- **REQUIREMENT A**:
Which four base models does the RFE feature-selection notebook run recursive feature elimination with?

Start EXCERPT

<span style="color:blue; font-size:20px">RFE_SelectedFeatures_Classification.</span>

In [1]:
import pandas as pd
from sklearn.model_selection import train_test_split
from sklearn.preprocessing import StandardScaler
from sklearn.feature_selection import RFE
from sklearn.linear_model import LogisticRegression
from sklearn.neighbors import KNeighborsClassifier
from sklearn.svm import SVC
from sklearn.ensemble import RandomForestClassifier
from sklearn.naive_bayes import GaussianNB
from sklearn.tree import DecisionTreeClassifier
from sklearn.metrics import confusion_matrix, accuracy_score, classification_report

In [2]:
def rfeFeature_with_names(indep_X, dep_Y, n):
    """
    Performs Recursive Feature Elimination and returns a list of dictionaries,
    each containing the transformed data and the names of the selected features.
    """
    rfemodellist = [
        LogisticRegression(solver='lbfgs'),
        SVC(kernel='linear', random_state=0),
        RandomForestClassifier(n_estimators=10, criterion='entropy', random_state=0),
        DecisionTreeClassifier(criterion='gini', max_features='sqrt', splitter='best', random_state=0)
    ]
    rfemodel_names = ['Logistic', 'SVC', 'RandomForest', 'DecisionTree']
    
    results = []
    for model_name, model in zip(rfemodel_names, rfemodellist):
        print(f"Applying RFE with {model_name} as base model...")
        rfe_selector = RFE(model, n_features_to_select=n)
        rfe_selector.fit(indep_X, dep_Y)
        
        selected_features_mask = rfe_selector.support_
        selected_features_names = indep_X.columns[selected_features_mask].tolist()

End EXCERPT
Start TASK INPUT

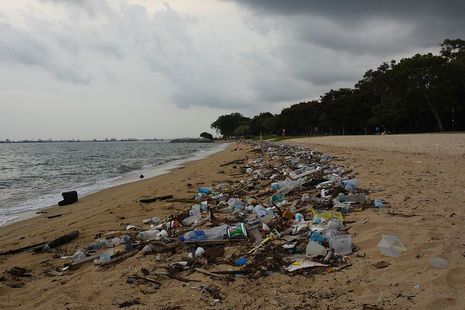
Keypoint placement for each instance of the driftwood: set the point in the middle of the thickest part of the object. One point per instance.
(156, 198)
(208, 273)
(185, 200)
(68, 198)
(236, 161)
(213, 242)
(24, 248)
(120, 258)
(76, 265)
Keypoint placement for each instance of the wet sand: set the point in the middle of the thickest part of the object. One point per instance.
(420, 176)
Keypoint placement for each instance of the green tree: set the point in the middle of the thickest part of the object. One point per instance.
(226, 124)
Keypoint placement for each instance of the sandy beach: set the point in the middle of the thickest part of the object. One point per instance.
(420, 177)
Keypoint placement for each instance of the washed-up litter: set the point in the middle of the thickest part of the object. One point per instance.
(439, 263)
(286, 214)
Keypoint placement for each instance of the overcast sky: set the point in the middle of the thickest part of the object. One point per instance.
(146, 68)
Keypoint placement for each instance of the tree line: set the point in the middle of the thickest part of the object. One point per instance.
(422, 93)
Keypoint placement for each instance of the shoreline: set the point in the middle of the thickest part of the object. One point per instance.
(423, 189)
(127, 178)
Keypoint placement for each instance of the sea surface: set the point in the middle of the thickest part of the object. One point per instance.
(33, 175)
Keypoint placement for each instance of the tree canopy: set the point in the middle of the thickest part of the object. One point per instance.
(422, 93)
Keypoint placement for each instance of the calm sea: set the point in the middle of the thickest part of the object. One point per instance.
(33, 175)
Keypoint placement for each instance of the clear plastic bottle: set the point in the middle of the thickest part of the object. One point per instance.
(149, 234)
(216, 233)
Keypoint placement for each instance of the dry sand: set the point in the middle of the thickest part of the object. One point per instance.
(421, 176)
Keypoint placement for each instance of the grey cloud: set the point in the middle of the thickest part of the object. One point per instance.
(91, 8)
(18, 47)
(364, 26)
(355, 9)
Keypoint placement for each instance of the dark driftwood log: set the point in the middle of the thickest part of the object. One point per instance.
(24, 248)
(157, 198)
(68, 198)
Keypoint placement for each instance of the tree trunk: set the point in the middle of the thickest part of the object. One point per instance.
(435, 113)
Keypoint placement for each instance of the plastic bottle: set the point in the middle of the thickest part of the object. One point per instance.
(195, 210)
(79, 255)
(105, 256)
(188, 221)
(288, 185)
(194, 235)
(149, 234)
(260, 211)
(215, 233)
(350, 185)
(154, 220)
(204, 190)
(235, 204)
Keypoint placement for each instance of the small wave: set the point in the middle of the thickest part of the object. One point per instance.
(128, 168)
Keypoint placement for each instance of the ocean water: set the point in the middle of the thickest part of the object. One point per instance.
(33, 175)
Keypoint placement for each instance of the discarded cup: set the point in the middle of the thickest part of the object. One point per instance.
(315, 249)
(391, 246)
(378, 203)
(79, 255)
(342, 244)
(439, 263)
(240, 261)
(237, 231)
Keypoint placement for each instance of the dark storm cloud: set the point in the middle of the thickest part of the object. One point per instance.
(352, 10)
(363, 26)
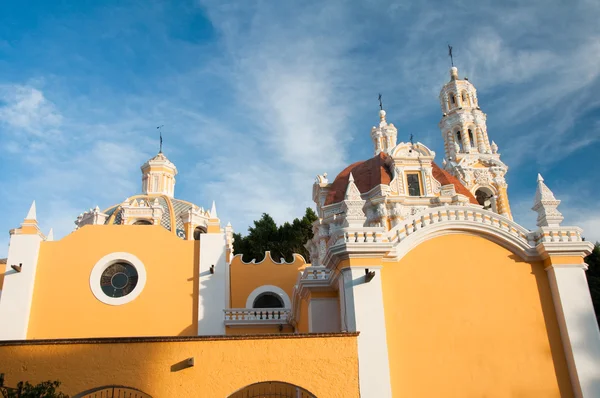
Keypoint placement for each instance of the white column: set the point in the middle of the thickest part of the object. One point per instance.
(212, 287)
(578, 327)
(365, 314)
(17, 293)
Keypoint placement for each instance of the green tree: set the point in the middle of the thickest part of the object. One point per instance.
(46, 389)
(593, 275)
(282, 241)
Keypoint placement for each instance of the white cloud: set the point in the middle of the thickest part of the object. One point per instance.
(25, 108)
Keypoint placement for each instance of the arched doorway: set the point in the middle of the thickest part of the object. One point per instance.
(272, 389)
(112, 392)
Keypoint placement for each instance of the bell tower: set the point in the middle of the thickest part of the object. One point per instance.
(158, 176)
(469, 154)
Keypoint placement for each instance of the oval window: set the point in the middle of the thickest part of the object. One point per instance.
(119, 279)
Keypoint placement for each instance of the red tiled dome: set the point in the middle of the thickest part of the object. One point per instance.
(372, 172)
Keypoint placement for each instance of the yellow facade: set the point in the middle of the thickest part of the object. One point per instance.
(222, 365)
(467, 317)
(64, 307)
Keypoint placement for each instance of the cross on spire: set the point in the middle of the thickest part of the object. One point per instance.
(450, 54)
(160, 135)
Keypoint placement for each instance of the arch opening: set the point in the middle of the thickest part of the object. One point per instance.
(486, 198)
(268, 300)
(112, 392)
(272, 389)
(471, 139)
(459, 141)
(199, 231)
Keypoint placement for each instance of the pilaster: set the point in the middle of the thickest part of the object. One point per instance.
(363, 303)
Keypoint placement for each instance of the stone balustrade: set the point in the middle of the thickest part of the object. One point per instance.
(459, 214)
(316, 273)
(256, 316)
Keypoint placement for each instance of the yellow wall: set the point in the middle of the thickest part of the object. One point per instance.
(64, 306)
(247, 277)
(465, 317)
(326, 366)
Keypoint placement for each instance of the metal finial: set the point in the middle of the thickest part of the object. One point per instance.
(450, 54)
(160, 135)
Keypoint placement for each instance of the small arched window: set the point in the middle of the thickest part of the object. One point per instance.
(485, 197)
(268, 300)
(199, 231)
(459, 140)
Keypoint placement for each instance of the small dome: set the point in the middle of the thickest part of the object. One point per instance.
(367, 175)
(173, 209)
(372, 172)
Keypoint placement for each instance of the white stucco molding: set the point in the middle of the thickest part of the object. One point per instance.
(448, 220)
(106, 262)
(287, 303)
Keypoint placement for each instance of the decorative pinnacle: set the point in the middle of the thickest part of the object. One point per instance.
(213, 210)
(31, 214)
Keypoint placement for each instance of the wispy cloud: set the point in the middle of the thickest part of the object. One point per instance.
(259, 97)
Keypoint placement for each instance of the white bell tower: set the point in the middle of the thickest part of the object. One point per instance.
(470, 155)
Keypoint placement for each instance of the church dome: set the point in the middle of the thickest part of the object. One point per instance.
(172, 215)
(373, 172)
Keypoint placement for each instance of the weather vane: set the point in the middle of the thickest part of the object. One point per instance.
(160, 135)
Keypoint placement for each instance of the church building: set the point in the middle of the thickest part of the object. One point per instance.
(419, 284)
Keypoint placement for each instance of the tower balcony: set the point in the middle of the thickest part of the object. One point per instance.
(256, 316)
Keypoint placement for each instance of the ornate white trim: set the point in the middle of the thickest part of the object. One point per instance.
(106, 262)
(287, 303)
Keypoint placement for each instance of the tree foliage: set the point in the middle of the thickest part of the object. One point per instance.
(593, 275)
(45, 389)
(282, 241)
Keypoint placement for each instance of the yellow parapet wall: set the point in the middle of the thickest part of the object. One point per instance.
(326, 365)
(466, 317)
(64, 306)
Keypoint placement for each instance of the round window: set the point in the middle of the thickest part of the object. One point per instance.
(119, 279)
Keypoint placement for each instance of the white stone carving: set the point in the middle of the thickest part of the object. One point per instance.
(545, 204)
(91, 217)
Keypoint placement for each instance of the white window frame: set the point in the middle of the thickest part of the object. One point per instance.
(287, 303)
(106, 262)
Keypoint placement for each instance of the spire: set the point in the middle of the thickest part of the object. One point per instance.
(213, 211)
(31, 215)
(160, 137)
(545, 204)
(384, 135)
(158, 176)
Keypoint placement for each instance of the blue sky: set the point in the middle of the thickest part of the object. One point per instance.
(257, 97)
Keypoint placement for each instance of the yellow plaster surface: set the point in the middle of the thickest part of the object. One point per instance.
(64, 306)
(465, 317)
(325, 366)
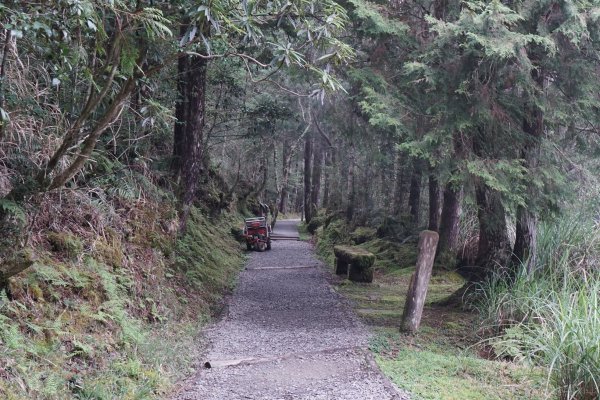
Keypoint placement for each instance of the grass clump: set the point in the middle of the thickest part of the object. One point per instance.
(550, 316)
(445, 359)
(66, 243)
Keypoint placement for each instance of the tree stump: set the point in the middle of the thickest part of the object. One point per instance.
(417, 291)
(359, 260)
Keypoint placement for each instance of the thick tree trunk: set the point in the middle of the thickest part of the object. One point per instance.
(316, 174)
(350, 186)
(494, 246)
(327, 179)
(450, 219)
(525, 249)
(419, 283)
(285, 177)
(191, 139)
(434, 203)
(307, 178)
(414, 197)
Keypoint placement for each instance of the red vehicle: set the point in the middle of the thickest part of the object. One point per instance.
(257, 233)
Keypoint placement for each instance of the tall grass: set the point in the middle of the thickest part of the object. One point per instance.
(551, 316)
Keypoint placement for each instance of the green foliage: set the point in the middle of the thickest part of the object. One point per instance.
(207, 255)
(374, 21)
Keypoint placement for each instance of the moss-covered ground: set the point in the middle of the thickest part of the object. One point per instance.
(444, 360)
(114, 304)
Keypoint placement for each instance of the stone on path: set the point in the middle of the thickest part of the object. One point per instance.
(287, 335)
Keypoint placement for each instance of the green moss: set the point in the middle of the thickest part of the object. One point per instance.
(357, 256)
(433, 375)
(112, 323)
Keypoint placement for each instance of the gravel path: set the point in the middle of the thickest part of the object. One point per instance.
(287, 335)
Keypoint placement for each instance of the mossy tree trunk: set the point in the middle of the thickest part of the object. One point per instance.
(450, 219)
(525, 248)
(419, 283)
(494, 246)
(188, 132)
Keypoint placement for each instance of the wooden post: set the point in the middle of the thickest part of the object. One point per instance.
(417, 291)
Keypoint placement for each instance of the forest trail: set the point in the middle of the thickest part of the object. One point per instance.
(287, 335)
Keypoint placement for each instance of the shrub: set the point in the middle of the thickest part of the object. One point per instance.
(66, 243)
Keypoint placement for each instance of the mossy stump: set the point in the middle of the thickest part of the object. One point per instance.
(359, 260)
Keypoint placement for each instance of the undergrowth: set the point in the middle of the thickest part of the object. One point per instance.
(445, 359)
(115, 300)
(551, 316)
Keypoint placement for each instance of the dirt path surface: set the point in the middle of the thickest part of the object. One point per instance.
(287, 335)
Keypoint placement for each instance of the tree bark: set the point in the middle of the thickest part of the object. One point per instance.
(494, 246)
(350, 186)
(417, 291)
(400, 172)
(316, 174)
(188, 131)
(285, 177)
(327, 178)
(434, 203)
(450, 219)
(307, 178)
(525, 248)
(3, 60)
(414, 197)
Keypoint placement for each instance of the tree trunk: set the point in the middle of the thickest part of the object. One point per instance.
(434, 203)
(189, 128)
(3, 61)
(450, 219)
(316, 174)
(525, 249)
(307, 178)
(350, 186)
(494, 245)
(400, 171)
(417, 291)
(414, 197)
(285, 177)
(327, 179)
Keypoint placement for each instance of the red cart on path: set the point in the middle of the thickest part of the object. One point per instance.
(257, 233)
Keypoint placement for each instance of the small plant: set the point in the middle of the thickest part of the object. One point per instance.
(65, 243)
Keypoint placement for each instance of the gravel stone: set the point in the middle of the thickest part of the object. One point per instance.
(288, 335)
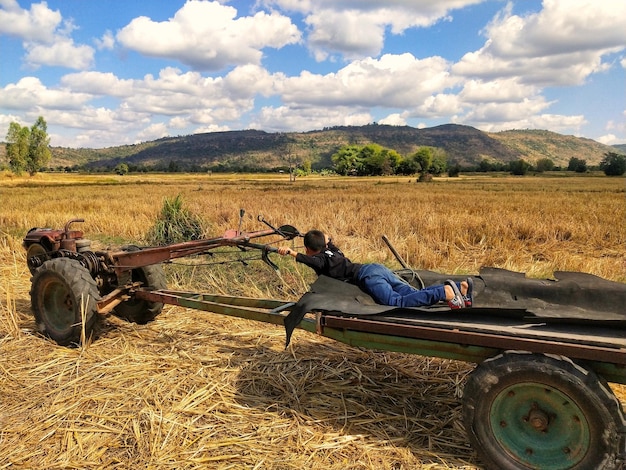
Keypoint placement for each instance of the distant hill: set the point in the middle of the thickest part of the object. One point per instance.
(620, 148)
(258, 150)
(537, 144)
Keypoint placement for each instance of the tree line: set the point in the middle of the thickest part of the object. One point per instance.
(28, 150)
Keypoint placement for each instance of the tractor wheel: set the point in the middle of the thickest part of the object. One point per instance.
(531, 411)
(152, 278)
(63, 297)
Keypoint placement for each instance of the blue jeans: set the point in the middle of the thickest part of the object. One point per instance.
(388, 289)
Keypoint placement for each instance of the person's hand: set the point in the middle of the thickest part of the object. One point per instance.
(284, 250)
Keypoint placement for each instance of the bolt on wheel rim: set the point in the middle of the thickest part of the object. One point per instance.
(540, 426)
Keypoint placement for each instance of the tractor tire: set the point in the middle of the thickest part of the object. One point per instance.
(534, 411)
(152, 278)
(64, 300)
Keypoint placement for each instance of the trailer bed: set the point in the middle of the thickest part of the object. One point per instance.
(344, 313)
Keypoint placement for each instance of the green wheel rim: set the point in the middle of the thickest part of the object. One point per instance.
(59, 305)
(539, 426)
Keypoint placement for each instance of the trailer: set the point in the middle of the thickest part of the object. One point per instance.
(545, 349)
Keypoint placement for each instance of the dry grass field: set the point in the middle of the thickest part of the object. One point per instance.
(198, 390)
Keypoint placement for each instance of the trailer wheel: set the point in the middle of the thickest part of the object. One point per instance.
(141, 311)
(531, 411)
(62, 294)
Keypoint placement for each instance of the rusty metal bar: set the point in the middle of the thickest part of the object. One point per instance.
(489, 340)
(125, 260)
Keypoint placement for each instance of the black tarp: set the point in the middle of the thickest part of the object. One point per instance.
(569, 297)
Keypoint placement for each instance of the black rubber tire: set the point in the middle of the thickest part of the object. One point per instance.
(152, 278)
(533, 411)
(62, 291)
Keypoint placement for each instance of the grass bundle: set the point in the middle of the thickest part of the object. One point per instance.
(175, 224)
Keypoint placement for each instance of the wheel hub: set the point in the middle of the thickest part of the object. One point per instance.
(539, 426)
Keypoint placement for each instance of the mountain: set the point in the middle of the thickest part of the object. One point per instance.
(251, 150)
(536, 144)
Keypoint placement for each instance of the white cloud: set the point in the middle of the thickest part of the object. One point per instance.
(106, 42)
(45, 36)
(153, 132)
(37, 24)
(561, 45)
(392, 81)
(63, 53)
(356, 28)
(98, 83)
(29, 93)
(206, 35)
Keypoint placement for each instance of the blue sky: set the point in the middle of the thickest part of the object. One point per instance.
(106, 73)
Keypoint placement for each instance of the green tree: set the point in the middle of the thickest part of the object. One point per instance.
(38, 147)
(121, 169)
(613, 164)
(578, 165)
(519, 167)
(424, 158)
(17, 147)
(378, 160)
(544, 164)
(439, 163)
(28, 149)
(346, 160)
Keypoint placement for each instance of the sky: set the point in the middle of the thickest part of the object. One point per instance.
(116, 72)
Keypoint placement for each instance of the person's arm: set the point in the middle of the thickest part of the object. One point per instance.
(285, 250)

End TASK INPUT

- **REQUIREMENT B**:
Please rewrite the stretch of the records from the line containing "Keypoint placement for each instance of the black tarp: set" through their final line as a numbered list, skipping blank lines.

- **TASK SOLUTION A**:
LogisticRegression, SVC with a linear kernel, RandomForestClassifier, and DecisionTreeClassifier.

- **TASK SOLUTION B**:
1. Keypoint placement for each instance of the black tarp: set the point in the middle of the thickest part of the object. One point per instance.
2. (569, 297)
3. Keypoint placement for each instance of the black rubber tire: set the point in the middle of the thickest part of the object. One point per instance.
4. (152, 278)
5. (533, 411)
6. (62, 291)
7. Keypoint placement for each instance of the grass bundle: set the point in the middle of the thickest part of the object. One point per instance.
8. (175, 224)
9. Keypoint placement for each instance of the wheel hub: set the point in the middle of the thickest part of the object. One point per instance.
10. (539, 426)
11. Keypoint placement for each instance of the mountain: set the point in the middle of the thickest part of the object. One point per instance.
12. (251, 150)
13. (536, 144)
14. Keypoint placement for each instance of the white cloud: set the point in the middle of the thickest part of the object. One point per instance.
15. (106, 42)
16. (45, 36)
17. (153, 132)
18. (37, 24)
19. (561, 45)
20. (392, 81)
21. (63, 53)
22. (356, 28)
23. (98, 83)
24. (29, 93)
25. (206, 35)
26. Keypoint placement for each instance of the blue sky: set the point in the middle of the thickest part of the object. One point per instance.
27. (106, 73)
28. Keypoint placement for each instance of the green tree: set the point in the middle of the thickest part of the object. One point per instance.
29. (38, 147)
30. (121, 169)
31. (613, 164)
32. (578, 165)
33. (519, 167)
34. (424, 158)
35. (17, 147)
36. (378, 160)
37. (544, 164)
38. (439, 163)
39. (28, 149)
40. (346, 160)
41. Keypoint placement for each instance of the sky: set the point in the middle of the thickest part of the object. One point per instance.
42. (116, 72)
43. Keypoint placement for each instance of the person's arm: set the point in the middle of the thickest part of the object. One point per instance.
44. (285, 250)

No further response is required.